**ACTIVITY**
Each line of the data has to be retyped exactly as it is.

**Saved entries**
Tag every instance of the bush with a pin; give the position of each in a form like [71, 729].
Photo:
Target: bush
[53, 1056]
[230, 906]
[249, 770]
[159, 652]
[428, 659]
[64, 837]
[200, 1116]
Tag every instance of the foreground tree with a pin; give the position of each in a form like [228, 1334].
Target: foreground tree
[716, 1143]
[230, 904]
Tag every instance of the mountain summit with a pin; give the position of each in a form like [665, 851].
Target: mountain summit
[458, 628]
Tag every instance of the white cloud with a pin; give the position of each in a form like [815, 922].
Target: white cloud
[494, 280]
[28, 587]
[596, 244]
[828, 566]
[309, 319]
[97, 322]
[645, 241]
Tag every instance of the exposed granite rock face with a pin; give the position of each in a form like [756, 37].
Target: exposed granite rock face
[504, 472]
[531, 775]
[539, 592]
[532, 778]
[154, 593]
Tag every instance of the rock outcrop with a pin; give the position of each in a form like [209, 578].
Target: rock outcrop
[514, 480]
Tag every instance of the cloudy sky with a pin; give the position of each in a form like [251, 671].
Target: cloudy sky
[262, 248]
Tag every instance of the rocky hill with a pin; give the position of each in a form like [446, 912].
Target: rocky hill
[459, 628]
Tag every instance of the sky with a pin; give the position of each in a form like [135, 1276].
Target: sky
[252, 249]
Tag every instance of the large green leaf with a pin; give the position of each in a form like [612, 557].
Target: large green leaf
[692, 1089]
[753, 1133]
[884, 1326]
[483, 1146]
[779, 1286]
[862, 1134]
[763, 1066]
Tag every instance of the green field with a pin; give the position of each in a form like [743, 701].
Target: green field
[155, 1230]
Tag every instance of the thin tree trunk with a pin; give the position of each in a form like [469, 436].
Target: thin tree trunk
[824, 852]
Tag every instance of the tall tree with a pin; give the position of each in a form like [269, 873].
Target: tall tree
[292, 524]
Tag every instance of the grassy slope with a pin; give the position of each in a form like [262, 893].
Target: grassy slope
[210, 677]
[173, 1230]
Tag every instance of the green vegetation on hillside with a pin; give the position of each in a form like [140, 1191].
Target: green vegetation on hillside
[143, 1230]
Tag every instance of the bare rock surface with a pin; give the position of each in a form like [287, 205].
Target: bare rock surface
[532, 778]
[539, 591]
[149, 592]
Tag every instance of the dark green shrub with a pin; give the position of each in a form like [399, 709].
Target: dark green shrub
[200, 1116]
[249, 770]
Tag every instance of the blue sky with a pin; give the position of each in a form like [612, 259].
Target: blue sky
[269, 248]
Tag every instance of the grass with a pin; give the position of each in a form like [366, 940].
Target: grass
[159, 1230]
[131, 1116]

**RESPONSE TO THE TASK**
Tag every instance of the bush with a pin; give the position of each in a form like [71, 729].
Photo:
Target: bush
[53, 1056]
[230, 906]
[249, 770]
[159, 652]
[428, 659]
[64, 837]
[200, 1116]
Tag every instance of the foreground tree with a pin; give the position of each in a form like [228, 1334].
Target: foreground tree
[716, 1143]
[230, 904]
Tag every instance of the mountain summit with a pin; give the position of each in a form like [665, 851].
Target: mountain summit
[458, 628]
Tag every instance of the white cloud with a pin; give the position of each in a form like [815, 922].
Target: white cloud
[494, 280]
[28, 587]
[596, 244]
[828, 566]
[309, 319]
[97, 322]
[645, 241]
Tag every instance of the exposed granite rock face with a pin; give the position of each in a form like [756, 37].
Target: exposed granite rock face
[504, 472]
[531, 775]
[539, 592]
[532, 778]
[154, 593]
Tag every instance of the rock outcrop with a pin; give the position of each in a form like [209, 578].
Target: rock outcrop
[514, 480]
Tag every instance of the cloudy sky with a pin; give the position of each in a form like [251, 671].
Target: cloudy sky
[262, 248]
Tag every instance of the rocky hill with a pin; give the position of each in a form like [446, 912].
Target: rocky hill
[459, 628]
Tag every instance of the sky with a pin; give the position of each in a form like [135, 1276].
Target: sky
[252, 249]
Tag every instance of the large green leaf with a pin; give the position of each in a form like [612, 557].
Target: large green leaf
[692, 1089]
[753, 1133]
[884, 1326]
[483, 1146]
[779, 1286]
[862, 1134]
[763, 1066]
Tag every instance of the green field with a pin; give the position of each in a form like [743, 701].
Target: green field
[155, 1230]
Tag every instance of the thin tree trunk with a pin; give the position of each in a form like [469, 436].
Target: thin tree trunk
[824, 852]
Tag every instance of the tall tree with a pin; give the position of each in a form like [269, 873].
Target: tall tree
[292, 524]
Tag every instance of the grassy slope with a pin; give the position of each in a form like [262, 893].
Target: grassy slope
[210, 677]
[173, 1230]
Tag every instance of the green vegetation on hillside with a pin; give the position of each in a form like [140, 1191].
Target: green vegetation on hillside
[143, 1230]
Tag every instance of the bare rock surface with a pin; give the position of each in a form like [287, 205].
Target: bare rock surface
[532, 778]
[539, 591]
[149, 592]
Tag every instance of the dark green shrub with a pin; give the position of each in a form like [399, 709].
Target: dark green shrub
[200, 1116]
[249, 770]
Tag every instance of the blue sky with a pin; give the position of each in a form like [612, 259].
Target: blue sky
[269, 248]
Tag every instance of the grass with a pin; give the position of each in a form like [366, 940].
Target: grass
[159, 1230]
[131, 1116]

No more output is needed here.